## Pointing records
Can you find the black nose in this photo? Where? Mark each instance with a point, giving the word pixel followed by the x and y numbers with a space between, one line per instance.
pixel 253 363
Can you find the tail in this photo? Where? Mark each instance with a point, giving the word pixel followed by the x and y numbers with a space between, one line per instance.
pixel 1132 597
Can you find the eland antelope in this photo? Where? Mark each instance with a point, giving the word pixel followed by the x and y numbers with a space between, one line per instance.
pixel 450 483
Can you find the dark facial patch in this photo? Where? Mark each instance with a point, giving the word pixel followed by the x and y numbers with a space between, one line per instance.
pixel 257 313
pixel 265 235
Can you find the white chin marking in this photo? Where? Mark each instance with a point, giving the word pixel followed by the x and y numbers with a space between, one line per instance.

## PROMPT
Reproduce all of the records above, word for word.

## FULL SOLUTION
Can you find the black nose in this photo? Where? Mark each instance with a point, giving the word pixel followed by the x and y numbers with a space between, one line per instance.
pixel 253 363
Can you find the tail in this photo? Where? Mark each instance with a point, giving the word pixel followed by the x and y numbers with a space between, one line per instance.
pixel 1132 597
Can you find the eland antelope in this photo? Where? Mark each instance with a point, giving the word pixel followed by the x and y numbers with a space between, one line per instance.
pixel 450 483
Can you find the dark facial patch in this photo? Where? Mark each instance with a point, giving the word pixel followed by the x and y numbers with a space between, one line per instance.
pixel 257 313
pixel 265 235
Can you find the white chin marking in this photo? Where? Mark each instance with a point, giving the word pixel followed by the x and y numbers with a space between, one line per instance.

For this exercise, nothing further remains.